Collected data:
__________
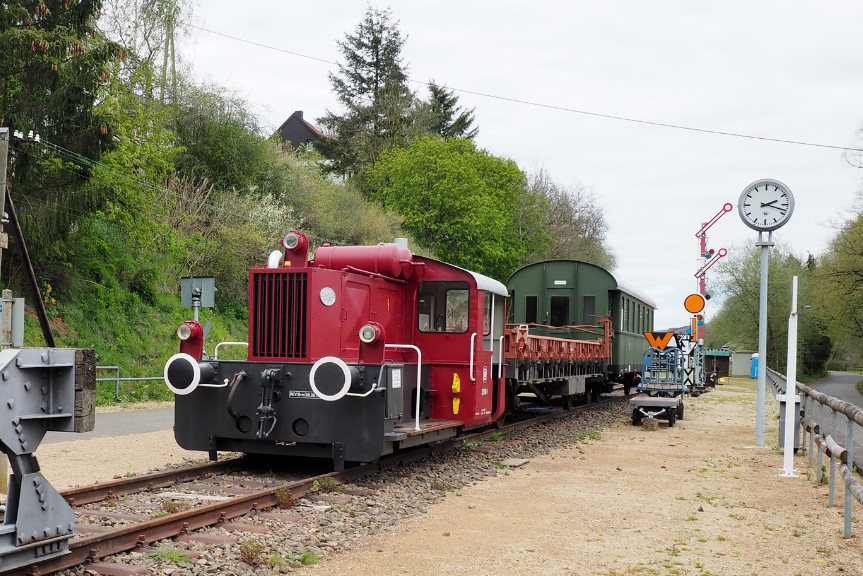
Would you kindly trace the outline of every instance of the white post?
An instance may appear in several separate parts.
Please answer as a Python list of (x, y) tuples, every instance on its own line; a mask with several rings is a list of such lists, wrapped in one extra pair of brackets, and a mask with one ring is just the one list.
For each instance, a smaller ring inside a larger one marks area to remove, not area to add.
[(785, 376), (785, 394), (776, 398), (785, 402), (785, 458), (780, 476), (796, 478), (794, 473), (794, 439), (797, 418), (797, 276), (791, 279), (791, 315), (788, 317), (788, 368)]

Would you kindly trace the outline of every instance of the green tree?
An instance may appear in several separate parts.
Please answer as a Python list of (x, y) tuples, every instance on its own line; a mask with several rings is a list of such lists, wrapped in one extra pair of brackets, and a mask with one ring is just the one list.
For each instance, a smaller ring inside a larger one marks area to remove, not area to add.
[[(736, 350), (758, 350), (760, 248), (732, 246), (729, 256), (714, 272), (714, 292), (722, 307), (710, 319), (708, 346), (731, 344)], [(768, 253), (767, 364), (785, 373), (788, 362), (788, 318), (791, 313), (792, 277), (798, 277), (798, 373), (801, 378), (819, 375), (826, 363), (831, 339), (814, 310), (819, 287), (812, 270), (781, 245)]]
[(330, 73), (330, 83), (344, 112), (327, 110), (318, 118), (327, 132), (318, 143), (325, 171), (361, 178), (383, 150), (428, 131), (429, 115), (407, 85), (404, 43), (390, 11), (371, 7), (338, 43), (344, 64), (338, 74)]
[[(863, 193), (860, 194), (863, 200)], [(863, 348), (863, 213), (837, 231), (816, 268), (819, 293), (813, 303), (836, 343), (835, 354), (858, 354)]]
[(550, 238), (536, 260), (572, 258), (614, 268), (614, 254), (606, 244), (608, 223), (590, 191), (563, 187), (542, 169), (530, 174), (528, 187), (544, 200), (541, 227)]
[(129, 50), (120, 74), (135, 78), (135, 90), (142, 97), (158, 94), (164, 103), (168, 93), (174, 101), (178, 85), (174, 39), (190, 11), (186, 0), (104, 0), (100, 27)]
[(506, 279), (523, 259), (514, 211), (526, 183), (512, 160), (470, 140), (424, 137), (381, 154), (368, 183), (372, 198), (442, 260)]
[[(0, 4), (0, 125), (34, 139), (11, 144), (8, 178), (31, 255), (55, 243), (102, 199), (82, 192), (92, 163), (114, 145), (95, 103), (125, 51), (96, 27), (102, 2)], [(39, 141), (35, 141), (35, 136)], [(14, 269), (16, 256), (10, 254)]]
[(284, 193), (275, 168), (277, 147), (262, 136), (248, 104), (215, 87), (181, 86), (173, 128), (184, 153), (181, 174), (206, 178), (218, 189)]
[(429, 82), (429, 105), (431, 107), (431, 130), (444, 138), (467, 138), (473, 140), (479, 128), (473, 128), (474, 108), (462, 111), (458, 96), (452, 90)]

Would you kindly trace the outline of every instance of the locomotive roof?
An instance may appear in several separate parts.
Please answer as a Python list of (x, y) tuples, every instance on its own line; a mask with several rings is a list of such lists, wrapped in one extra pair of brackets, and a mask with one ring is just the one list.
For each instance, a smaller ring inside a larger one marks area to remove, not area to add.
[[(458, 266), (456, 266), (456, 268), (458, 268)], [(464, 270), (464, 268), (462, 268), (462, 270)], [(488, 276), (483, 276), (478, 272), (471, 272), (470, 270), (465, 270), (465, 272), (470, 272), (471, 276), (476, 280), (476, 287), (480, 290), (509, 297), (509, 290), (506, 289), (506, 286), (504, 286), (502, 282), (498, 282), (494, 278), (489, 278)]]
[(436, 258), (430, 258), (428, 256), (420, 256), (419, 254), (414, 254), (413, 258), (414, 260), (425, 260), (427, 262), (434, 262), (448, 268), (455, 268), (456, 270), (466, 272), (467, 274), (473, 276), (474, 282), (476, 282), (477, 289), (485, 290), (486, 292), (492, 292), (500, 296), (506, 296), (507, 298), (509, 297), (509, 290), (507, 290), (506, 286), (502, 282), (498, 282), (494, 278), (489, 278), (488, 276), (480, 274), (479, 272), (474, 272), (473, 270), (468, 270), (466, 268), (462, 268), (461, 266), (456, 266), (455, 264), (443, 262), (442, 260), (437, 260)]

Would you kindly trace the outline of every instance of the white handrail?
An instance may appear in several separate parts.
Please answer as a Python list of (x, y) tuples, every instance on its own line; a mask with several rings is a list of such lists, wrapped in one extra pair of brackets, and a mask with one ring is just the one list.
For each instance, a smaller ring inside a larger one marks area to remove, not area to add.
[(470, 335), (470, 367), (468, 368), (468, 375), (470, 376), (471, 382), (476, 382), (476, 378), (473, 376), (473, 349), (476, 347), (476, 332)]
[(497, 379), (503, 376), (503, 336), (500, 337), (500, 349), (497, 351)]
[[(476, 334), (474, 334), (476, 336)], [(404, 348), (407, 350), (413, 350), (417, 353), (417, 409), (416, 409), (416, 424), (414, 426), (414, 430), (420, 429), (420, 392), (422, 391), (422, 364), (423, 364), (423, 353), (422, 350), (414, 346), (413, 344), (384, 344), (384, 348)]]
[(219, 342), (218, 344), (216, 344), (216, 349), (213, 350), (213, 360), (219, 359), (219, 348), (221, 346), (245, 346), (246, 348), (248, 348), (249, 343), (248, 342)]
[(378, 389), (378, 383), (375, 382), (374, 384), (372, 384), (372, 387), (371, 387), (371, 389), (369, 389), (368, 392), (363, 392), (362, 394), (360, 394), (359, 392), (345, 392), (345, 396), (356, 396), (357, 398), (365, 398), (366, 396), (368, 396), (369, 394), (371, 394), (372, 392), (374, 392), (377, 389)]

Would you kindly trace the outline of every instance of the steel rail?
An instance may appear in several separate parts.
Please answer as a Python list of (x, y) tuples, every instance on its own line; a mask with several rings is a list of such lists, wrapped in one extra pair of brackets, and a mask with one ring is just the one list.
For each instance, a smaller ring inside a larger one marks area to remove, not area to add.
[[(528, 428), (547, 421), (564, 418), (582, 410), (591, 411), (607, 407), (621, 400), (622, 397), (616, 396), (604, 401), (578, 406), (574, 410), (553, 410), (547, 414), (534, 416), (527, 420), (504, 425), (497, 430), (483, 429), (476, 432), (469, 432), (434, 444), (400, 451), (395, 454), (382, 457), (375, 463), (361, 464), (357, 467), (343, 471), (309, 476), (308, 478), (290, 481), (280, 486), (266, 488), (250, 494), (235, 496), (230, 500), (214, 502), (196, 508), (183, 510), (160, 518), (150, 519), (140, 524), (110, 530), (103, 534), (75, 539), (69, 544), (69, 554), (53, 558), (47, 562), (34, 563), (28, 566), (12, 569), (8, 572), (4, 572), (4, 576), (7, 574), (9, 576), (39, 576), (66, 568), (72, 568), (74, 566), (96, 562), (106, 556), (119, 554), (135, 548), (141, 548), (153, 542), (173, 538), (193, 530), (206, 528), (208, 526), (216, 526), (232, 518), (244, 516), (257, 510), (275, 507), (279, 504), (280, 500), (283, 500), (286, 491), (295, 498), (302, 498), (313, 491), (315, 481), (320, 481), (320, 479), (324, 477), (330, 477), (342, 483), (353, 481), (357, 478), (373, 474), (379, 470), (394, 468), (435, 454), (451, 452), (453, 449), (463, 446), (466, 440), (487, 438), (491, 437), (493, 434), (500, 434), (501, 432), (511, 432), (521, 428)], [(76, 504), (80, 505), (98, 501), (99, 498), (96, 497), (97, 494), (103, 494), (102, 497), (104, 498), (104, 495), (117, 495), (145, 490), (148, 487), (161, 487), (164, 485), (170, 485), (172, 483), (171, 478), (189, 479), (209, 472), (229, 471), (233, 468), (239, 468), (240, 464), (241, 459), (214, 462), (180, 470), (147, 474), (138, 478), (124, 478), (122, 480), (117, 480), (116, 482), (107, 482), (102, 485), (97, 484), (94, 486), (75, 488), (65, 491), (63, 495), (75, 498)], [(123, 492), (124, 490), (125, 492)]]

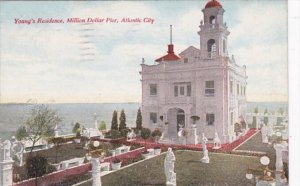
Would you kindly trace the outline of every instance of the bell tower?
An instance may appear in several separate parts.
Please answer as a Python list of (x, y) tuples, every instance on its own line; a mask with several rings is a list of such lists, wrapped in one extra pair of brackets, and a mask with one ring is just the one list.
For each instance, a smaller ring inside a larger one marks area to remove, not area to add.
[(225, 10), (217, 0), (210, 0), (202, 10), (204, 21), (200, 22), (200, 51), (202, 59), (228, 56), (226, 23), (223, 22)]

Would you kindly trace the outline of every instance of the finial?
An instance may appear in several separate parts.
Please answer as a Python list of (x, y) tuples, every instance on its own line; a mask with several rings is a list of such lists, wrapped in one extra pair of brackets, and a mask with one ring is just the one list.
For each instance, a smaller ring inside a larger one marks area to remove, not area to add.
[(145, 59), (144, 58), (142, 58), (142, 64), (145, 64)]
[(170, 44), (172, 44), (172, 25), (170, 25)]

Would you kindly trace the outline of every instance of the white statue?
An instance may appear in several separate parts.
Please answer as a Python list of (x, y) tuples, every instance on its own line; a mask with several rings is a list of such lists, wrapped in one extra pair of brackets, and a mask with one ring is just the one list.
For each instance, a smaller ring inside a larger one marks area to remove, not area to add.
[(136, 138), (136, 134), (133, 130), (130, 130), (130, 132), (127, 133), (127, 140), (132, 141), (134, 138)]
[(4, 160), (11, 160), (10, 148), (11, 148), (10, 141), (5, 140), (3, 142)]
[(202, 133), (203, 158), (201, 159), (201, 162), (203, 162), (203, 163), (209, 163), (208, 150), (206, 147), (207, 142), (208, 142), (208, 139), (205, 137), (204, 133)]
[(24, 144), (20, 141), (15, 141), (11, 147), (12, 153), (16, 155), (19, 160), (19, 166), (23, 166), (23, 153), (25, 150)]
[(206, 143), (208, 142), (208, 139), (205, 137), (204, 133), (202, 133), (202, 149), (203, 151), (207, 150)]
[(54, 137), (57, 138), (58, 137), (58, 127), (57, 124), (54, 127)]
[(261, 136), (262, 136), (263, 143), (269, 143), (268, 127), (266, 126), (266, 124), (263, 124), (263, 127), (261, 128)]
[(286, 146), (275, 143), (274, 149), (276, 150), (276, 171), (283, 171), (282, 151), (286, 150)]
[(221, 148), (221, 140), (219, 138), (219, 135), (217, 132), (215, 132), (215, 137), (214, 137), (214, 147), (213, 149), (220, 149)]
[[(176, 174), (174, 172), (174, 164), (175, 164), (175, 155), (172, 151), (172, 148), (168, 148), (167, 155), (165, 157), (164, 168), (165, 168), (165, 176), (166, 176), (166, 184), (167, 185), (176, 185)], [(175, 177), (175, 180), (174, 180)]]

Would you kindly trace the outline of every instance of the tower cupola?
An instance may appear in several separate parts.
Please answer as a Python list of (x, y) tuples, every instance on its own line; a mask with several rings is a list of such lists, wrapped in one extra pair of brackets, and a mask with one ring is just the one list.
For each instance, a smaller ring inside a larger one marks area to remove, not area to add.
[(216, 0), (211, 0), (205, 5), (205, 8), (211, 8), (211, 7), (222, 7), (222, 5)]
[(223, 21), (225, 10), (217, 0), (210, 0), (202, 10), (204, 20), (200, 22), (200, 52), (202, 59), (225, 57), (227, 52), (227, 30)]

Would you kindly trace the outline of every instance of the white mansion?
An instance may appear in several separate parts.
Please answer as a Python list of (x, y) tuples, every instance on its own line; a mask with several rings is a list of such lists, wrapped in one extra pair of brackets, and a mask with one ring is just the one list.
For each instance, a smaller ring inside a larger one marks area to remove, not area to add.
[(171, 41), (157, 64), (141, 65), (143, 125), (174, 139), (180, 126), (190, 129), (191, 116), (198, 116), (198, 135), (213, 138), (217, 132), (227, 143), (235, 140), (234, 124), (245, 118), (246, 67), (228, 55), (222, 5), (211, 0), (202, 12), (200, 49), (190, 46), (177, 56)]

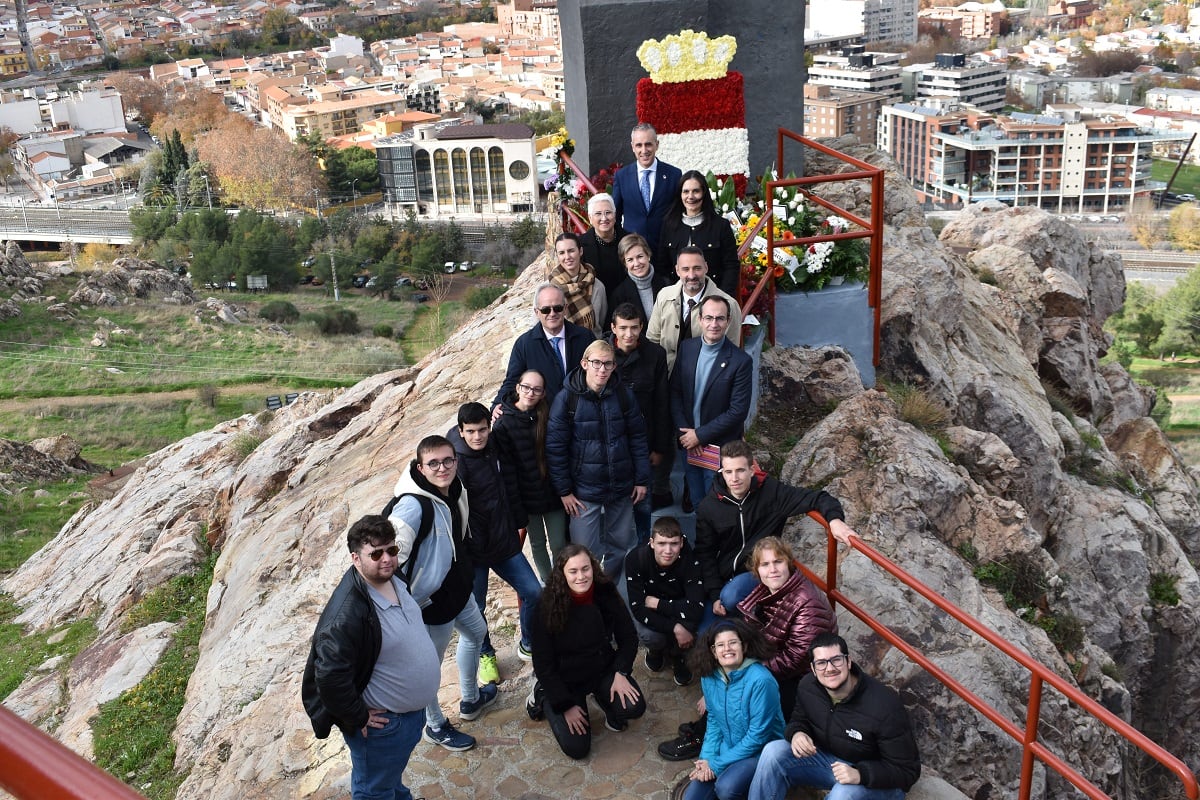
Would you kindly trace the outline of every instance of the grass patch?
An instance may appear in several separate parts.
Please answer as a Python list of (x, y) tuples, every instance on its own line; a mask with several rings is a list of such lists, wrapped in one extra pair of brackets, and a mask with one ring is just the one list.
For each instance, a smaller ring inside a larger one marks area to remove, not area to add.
__________
→ **Your task**
Please filter the entries above down to the lines holding "white" and copy them.

→ **Task output**
Would you kindly trace the outline of every instance of the white post?
Would you kindly trace the outline of every instance of the white handrail?
Would you kindly trace the outline of every instance of the white statue?
Would you kindly trace the outline of every instance of the white mansion?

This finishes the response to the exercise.